▶ **YOUR OBJECTIVE**: Top to bottom, output the entries that follow exactly.

▶ **LISTED RECORDS**:
--- START ---
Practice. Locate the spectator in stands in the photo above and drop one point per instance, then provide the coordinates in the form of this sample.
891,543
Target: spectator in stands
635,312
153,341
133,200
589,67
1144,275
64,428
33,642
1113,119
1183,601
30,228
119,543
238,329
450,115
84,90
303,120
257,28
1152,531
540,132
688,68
--- END ---
▶ **EXERCISE RESULT**:
Practice. Locate the spectator in stands in the photo above and drop one point per instance, then provide the coordinates in the form of this sample.
891,543
Target: spectator in stands
635,312
153,341
133,200
589,67
1144,275
64,428
33,642
1113,119
1183,601
30,228
119,543
238,329
450,115
84,90
303,120
257,28
1152,531
540,132
688,68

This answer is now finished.